Exercise requirements:
Swap "wood grain texture" for "brick pattern" throughout the data below and write the lines out again with nothing else changed. Leave the pictures out of your answer.

Supplied data:

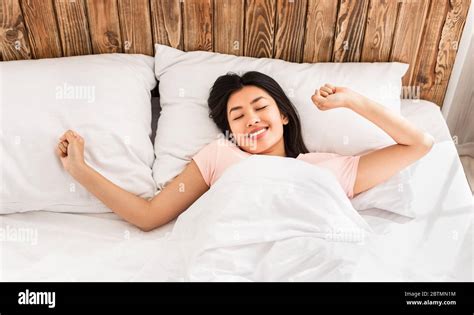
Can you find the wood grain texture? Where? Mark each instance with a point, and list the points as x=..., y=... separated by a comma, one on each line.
x=73, y=27
x=408, y=32
x=350, y=29
x=167, y=22
x=197, y=25
x=43, y=33
x=448, y=47
x=14, y=43
x=104, y=26
x=135, y=26
x=424, y=69
x=320, y=27
x=229, y=26
x=423, y=33
x=381, y=18
x=290, y=25
x=259, y=28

Solution to this problem:
Can you find the brick pattern? Where? Mark each instance with a point, and list the points as x=..., y=... separated by a comma, one on each line.
x=73, y=27
x=408, y=32
x=350, y=29
x=167, y=22
x=197, y=25
x=43, y=33
x=448, y=47
x=14, y=43
x=104, y=26
x=135, y=26
x=424, y=69
x=320, y=27
x=229, y=26
x=423, y=33
x=381, y=18
x=290, y=25
x=259, y=28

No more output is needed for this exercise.